Task requirements => Copy out the full biography of László Szekeres word for word.

Selected excerpt =>

___

László Szekeres (July 4, 1921 – January 9, 2012) was a Hungarian professor at the Institute of Pharmacology and Therapeutics, Medical Faculty of the University of Szeged, Hungary. His research contributed to the development of cardiac drugs.

== Education ==

He graduated from high school in Győr and in 1949 he graduated at the Medical School of the University of Pécs. He worked as intern in the Institute of Pharmacology at the same university. His original plan was to become a clinical physician, but after graduation he decided to stay in the Institute of Pharmacology. In 1959 and 1960 he did a few months postgraduate work in Moscow and Leningrad (now St. Petersburg) in the Pharmacological Institutes of the USSR Academy of Medical Sciences. In 1960-61 he completed a Riker fellowship at the Department of Pharmacology of the University of Oxford. In 1963 he spent two months in the "Istituto Superiore di Sanitá" in Rome to study methods concerning cerebral circulation with the Nobel-prize laureate Professor Bovet. In 1982 he studied at the National Institute of Health and at the Food and Drug Administration in Washington, DC.

___

Entries provided =>
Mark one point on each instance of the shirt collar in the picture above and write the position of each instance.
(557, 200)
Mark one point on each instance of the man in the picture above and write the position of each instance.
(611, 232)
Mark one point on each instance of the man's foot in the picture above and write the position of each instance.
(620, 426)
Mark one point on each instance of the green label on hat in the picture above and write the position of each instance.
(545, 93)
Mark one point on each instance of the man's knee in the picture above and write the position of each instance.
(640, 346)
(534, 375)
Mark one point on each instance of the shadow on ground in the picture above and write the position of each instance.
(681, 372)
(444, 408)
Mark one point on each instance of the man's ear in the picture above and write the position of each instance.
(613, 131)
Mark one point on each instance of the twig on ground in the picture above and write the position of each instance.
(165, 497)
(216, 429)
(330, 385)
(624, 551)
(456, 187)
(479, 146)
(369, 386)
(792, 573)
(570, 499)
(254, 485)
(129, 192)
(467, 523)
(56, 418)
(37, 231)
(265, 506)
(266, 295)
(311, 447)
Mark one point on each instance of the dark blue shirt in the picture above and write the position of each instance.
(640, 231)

___

Answer below =>
László Szekeres (July 4, 1921 – January 9, 2012) was a Hungarian professor at the Institute of Pharmacology and Therapeutics, Medical Faculty of the University of Szeged, Hungary. His research contributed to the development of cardiac drugs.

== Education ==

He graduated from high school in Győr and in 1949 he graduated at the Medical School of the University of Pécs. He worked as intern in the Institute of Pharmacology at the same university. His original plan was to become a clinical physician, but after graduation he decided to stay in the Institute of Pharmacology. In 1959 and 1960 he did a few months postgraduate work in Moscow and Leningrad (now St. Petersburg) in the Pharmacological Institutes of the USSR Academy of Medical Sciences. In 1960-61 he completed a Riker fellowship at the Department of Pharmacology of the University of Oxford. In 1963 he spent two months in the "Istituto Superiore di Sanitá" in Rome to study methods concerning cerebral circulation with the Nobel-prize laureate Professor Bovet. In 1982 he studied at the National Institute of Health and at the Food and Drug Administration in Washington, DC.